▶ **Stated problem**
Take all the material and copy it exactly.

▶ **Dataset excerpts**
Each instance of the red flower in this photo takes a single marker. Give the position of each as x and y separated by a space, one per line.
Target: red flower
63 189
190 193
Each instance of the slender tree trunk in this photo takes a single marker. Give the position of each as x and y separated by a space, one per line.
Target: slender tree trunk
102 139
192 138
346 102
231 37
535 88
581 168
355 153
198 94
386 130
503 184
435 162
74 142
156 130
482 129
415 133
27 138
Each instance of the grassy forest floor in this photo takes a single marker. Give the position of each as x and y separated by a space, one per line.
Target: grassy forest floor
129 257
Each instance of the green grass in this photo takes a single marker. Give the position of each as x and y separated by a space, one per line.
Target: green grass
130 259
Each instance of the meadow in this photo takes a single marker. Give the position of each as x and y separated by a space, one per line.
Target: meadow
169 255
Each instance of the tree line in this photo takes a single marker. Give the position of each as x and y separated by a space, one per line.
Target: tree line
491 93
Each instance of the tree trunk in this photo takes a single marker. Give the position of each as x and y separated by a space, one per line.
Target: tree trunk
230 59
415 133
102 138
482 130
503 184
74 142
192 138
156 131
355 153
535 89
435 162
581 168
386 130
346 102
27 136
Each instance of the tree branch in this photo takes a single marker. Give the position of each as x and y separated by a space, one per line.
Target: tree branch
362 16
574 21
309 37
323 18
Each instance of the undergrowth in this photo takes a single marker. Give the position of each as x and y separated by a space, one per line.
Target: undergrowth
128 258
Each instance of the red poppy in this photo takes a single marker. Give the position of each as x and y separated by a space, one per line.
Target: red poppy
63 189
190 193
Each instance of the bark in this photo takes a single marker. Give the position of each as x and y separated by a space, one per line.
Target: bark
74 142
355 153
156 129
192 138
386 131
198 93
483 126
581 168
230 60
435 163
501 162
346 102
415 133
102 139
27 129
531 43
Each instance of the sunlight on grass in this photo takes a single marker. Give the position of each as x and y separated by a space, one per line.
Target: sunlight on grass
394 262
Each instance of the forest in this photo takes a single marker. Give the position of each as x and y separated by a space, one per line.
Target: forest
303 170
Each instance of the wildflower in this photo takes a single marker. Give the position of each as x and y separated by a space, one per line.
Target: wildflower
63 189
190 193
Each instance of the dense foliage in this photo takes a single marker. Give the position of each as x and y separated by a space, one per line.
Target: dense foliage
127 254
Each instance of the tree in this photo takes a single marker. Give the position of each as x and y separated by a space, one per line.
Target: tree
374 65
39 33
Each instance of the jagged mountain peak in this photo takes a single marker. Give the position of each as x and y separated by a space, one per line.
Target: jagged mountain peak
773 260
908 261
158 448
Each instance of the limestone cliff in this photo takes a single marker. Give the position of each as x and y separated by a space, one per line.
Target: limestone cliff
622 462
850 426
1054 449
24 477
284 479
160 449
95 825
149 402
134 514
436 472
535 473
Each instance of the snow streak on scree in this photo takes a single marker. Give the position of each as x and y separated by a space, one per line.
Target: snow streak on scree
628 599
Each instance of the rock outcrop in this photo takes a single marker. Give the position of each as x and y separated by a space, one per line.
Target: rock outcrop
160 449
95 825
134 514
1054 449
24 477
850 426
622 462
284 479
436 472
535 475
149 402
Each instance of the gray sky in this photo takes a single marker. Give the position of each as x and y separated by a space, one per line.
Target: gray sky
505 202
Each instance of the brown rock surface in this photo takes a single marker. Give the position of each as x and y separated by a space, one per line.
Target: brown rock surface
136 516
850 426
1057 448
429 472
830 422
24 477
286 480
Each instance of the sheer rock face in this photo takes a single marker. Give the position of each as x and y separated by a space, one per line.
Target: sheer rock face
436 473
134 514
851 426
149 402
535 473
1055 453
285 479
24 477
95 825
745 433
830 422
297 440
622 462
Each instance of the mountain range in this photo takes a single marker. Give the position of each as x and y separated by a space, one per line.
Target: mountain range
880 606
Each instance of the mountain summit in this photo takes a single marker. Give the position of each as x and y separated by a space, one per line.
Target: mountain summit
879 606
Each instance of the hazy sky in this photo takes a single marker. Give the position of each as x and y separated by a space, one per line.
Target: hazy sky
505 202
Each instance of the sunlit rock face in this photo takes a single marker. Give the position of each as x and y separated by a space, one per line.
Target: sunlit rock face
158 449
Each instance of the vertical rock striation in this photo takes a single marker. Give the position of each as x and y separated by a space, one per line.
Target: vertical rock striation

▶ **The answer**
Each instance of the red flower in this photo takes a single marker. Give the position of each as x and y separated by a space, one per line.
Target: red flower
63 189
190 193
Each instance of the slender tree trunk in this photo takes a single marker. Give the position of each as x and y separated by a space, one per line.
Target: slender tree trunk
102 139
192 138
346 102
231 37
535 88
581 168
355 153
198 94
386 130
503 184
435 162
74 142
156 130
482 129
415 133
27 138
Each instance of the grassy forest floor in this photo takes a single marker. Give the position of each as x and y separated by a space, one per line.
Target: grassy forest floor
129 257
Each instance of the green grass in this photo takes a single marker. Give the position of each as x and y separated by a space, one per line.
Target: green grass
130 259
Each instance of the meadow in this photo takes a single marker. Give the position of each as x and y separated by a space, one per line.
Target: meadow
169 255
Each instance of the tree line in this photo takes a single marker. Give the position of each as x and y separated by a space, one per line.
Target: tree line
491 93
Each instance of the tree trunk in this photo takes a single marker. Give the position of each as x and y separated by a space, one per line.
Target: tree trunk
230 59
415 133
102 138
482 130
503 184
74 142
192 138
156 131
355 153
535 89
435 162
581 168
386 130
346 102
27 136
Each instance of the tree branch in this photo takes a single marker. Give the position of each as x and y separated by a space, one per line.
Target: tree branch
362 16
574 21
309 37
323 18
Each instance of the undergrowth in this photo takes a single marker. Give the position of each as x and y separated by a space, one per line.
Target: undergrowth
128 258
Each instance of the red poppy in this photo takes a single marker. Give the position of each as x and y separated by a space, one per line.
Target: red poppy
63 189
190 193
Each instance of the bark in this photo takes a single marker. Give the position of each as x and y separated by a space, one per line.
Target: bark
74 142
355 153
156 129
192 138
386 131
198 93
483 126
581 168
230 60
435 163
501 162
346 102
415 133
102 139
27 129
531 43
Each instance of the sunlight on grass in this photo takes a single marker. Give the position of each as x and y separated by a space, one per line.
Target: sunlight on grass
394 262
Each instance of the forest in this photo takes a single marker. Give the position of each as x and y separated by a space, one per line.
Target: forest
303 170
Each instance of the wildflower in this photo takes a single marker. Give the position of each as x and y separated by a space, one per line.
Target: wildflower
63 189
190 193
Each instance of the dense foliage in this photo takes a single marker. Give the position of each as x and y separated by a space, one per line.
Target: dense foliage
127 254
Each instance of the tree in this photo takes a single marker. Give the position of each as x and y separated by a space, one per line.
Target: tree
374 65
39 33
Each instance of the jagged mountain peak in this photo takes a single marker. Give the position of each as x and y separated by a space, one per line.
Target: jagged mountain peak
773 260
908 261
158 448
Each instance of the limestone cliff in this photo takes a single marker. Give the position of each as x and y separated by a space, one per line.
Target: limestone cliff
622 462
850 426
1054 449
24 477
284 479
160 449
95 825
149 402
134 514
436 472
535 473
Each instance of the snow streak on scree in this photo takes a single marker. Give the position of each as x and y separated by a space, one per line.
Target: snow streak on scree
628 599
Each instance of the rock outcrop in this photo takes a single marker. Give the position of each as x and y separated by a space, one per line.
Target: rock outcrop
160 449
95 825
134 514
1054 449
24 477
850 426
622 462
284 479
436 472
535 475
149 402
Each instance of the gray sky in this photo takes a single marker. Give the position of each as x and y separated by a space, one per line.
Target: gray sky
505 202
Each instance of the brown rock surface in this photo takes a single marker. Give the position of each as x and y separated by a space, one per line.
Target: brown rock surface
136 516
850 426
1057 448
429 472
830 422
24 477
286 480
Each instance of the sheer rock face in this photo takes a single marker. Give the position of each as x and y separated by a space, one per line.
Target: sheer rock face
436 473
134 514
851 426
149 402
535 473
1055 453
285 479
24 477
95 825
745 433
830 422
297 440
622 462
Each instance of the mountain range in this photo takes a single marker. Give the position of each as x and y separated by a space, one per line.
Target: mountain range
880 606
Each instance of the mountain summit in this photo takes a single marker. Give the position of each as x and y separated by a space, one per line.
Target: mountain summit
879 606
Each instance of the hazy sky in this photo takes a single marker. Give the position of each as x and y separated by a space, one per line.
Target: hazy sky
505 202
Each instance of the sunlit rock face in this photo takes a single marker. Give the position of each as x and y separated by a space, one per line.
Target: sunlit rock face
158 449
Each instance of the vertical rock striation in this photo takes a single marker. Give the position of each as x and y separated by a space, one per line.
Target: vertical rock striation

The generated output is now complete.